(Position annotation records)
## Begin

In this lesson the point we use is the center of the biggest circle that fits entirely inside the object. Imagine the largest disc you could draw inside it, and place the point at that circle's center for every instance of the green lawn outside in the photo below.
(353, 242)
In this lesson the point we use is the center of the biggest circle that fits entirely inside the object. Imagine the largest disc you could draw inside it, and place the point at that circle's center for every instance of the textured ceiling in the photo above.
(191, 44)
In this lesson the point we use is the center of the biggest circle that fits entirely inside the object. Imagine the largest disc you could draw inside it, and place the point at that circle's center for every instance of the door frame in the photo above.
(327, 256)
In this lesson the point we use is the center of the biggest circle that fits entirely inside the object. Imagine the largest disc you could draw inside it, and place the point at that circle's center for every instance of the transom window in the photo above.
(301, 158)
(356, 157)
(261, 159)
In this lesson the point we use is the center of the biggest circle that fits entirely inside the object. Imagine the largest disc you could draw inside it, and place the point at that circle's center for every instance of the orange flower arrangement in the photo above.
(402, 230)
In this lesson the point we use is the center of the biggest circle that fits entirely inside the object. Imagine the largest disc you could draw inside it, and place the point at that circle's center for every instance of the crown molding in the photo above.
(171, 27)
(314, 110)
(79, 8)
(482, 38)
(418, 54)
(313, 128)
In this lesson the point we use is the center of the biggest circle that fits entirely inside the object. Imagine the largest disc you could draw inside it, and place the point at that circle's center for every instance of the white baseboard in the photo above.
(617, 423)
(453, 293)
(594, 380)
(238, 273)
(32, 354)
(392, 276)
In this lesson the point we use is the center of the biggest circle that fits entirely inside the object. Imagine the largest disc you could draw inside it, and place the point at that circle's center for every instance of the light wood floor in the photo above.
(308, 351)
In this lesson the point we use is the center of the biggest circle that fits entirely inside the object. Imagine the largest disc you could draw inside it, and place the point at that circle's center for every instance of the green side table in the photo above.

## End

* _Exercise instructions_
Present all of the lines above as a numbered list, omitting any blank lines.

* _Exercise answer_
1. In this lesson the point we use is the center of the biggest circle that fits entirely inside the object. Imagine the largest disc you could draw inside it, and place the point at that circle's center for every instance of the green lawn outside in the photo below.
2. (353, 242)
3. In this lesson the point we use is the center of the biggest circle that fits entirely inside the object. Imagine the largest disc you could draw inside it, and place the point at that circle's center for every instance of the textured ceiling in the photo above.
4. (191, 44)
5. In this lesson the point we use is the center of the biggest circle that fits entirely inside the object. Imagine the largest disc you could draw inside it, and place the point at that circle's center for every instance of the door frame in the photo above.
6. (327, 256)
7. In this lesson the point we use is the center of the biggest circle that fits entirely inside the object. Imagine the largest disc you could draw inside it, and place the point at that circle's center for every instance of the transom window in the photo above.
8. (301, 158)
9. (356, 157)
10. (261, 159)
11. In this lesson the point we use is the center of the biggest circle that fits entirely inside the object. Imagine the largest disc you could draw inside it, and place the point at that circle's center for every instance of the orange flower arrangement in the photo above.
12. (402, 230)
13. In this lesson the point we use is the center of the biggest circle that fits entirely inside the object. Imagine the largest disc you could draw inside it, and place the point at that circle's center for every instance of the crown molding in the photo above.
14. (171, 27)
15. (314, 110)
16. (79, 8)
17. (482, 38)
18. (418, 54)
19. (313, 128)
20. In this lesson the point we use is the center of the biggest circle that fits entirely inside the object. Imagine the largest disc you could draw inside it, and place the point at that circle's center for every instance of the white baseboard in the photo above.
21. (617, 423)
22. (453, 293)
23. (594, 380)
24. (238, 273)
25. (32, 354)
26. (392, 276)
27. In this lesson the point we use is the center of the biggest circle that fits entirely inside the object. Imagine the largest disc you could draw inside it, and place the point at that circle's center for every instance of the light wood floor in the photo above.
28. (308, 351)
29. In this lesson the point we use is the center of the biggest circle that fits entirely inside the object. Imagine the largest disc you could draw inside it, and place the point at that circle's center for every instance of the green side table in the photo above.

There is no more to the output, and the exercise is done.